▶ **PROBLEM**:
Before you return the lines below, strip out any images and keep every word as written.

▶ **RECORDS FOR THE TASK**:
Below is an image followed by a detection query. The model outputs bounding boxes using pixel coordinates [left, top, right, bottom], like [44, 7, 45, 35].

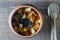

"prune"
[12, 13, 20, 22]
[19, 18, 31, 28]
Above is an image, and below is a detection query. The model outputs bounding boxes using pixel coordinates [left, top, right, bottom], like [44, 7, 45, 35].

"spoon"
[48, 3, 59, 40]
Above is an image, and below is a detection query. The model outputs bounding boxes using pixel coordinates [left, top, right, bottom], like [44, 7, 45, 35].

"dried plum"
[19, 18, 31, 28]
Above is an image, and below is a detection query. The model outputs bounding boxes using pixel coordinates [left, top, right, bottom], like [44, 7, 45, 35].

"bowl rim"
[8, 4, 43, 38]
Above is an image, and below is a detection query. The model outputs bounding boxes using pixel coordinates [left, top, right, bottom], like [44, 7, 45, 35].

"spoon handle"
[54, 20, 57, 40]
[51, 22, 54, 40]
[51, 20, 57, 40]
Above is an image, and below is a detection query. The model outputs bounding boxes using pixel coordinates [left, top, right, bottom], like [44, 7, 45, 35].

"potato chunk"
[25, 7, 31, 12]
[30, 28, 35, 34]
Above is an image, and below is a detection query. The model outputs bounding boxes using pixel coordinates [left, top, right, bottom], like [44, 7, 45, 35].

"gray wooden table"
[0, 0, 60, 40]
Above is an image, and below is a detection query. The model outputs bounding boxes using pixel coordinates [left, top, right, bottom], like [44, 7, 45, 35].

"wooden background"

▶ **YOUR RESPONSE**:
Below is an image followed by a detection query. The model outputs bounding boxes using pixel coordinates [left, top, right, bottom], like [44, 7, 45, 35].


"prune"
[12, 13, 20, 22]
[19, 18, 31, 28]
Above is an image, and below is a detection query. The model outputs bounding boxes using pixel coordinates [left, top, right, bottom], like [44, 7, 45, 35].

"spoon"
[48, 3, 59, 40]
Above is an image, and below is a detection query. The model outputs bounding boxes using pixel coordinates [left, top, right, bottom], like [44, 7, 45, 35].

"dried plum"
[19, 18, 31, 28]
Above is an image, and below is a detection query. The model outputs bounding boxes using pixel coordinates [left, top, right, bottom], like [44, 7, 45, 35].

"bowl rim"
[8, 4, 43, 38]
Above is an image, and below is a detection query. The model outputs bounding boxes using pixel coordinates [left, top, right, bottom], like [44, 7, 45, 35].

"spoon handle"
[54, 20, 57, 40]
[51, 22, 54, 40]
[51, 20, 57, 40]
Above is an image, and below is a detection query. The model outputs bounding boxes using pixel coordinates [left, top, right, bottom], like [44, 7, 45, 35].

"potato chunk"
[25, 7, 31, 12]
[30, 28, 35, 34]
Above is an image, and below is a detection query. The model outputs bounding boxes using pixel coordinates [left, top, right, bottom], like [44, 7, 45, 35].

"gray wooden table"
[0, 0, 60, 40]
Above is an image, and below is a detection query. The model outputs bounding boxes using pixel coordinates [left, top, right, bottom], like [44, 7, 45, 35].

"wooden background"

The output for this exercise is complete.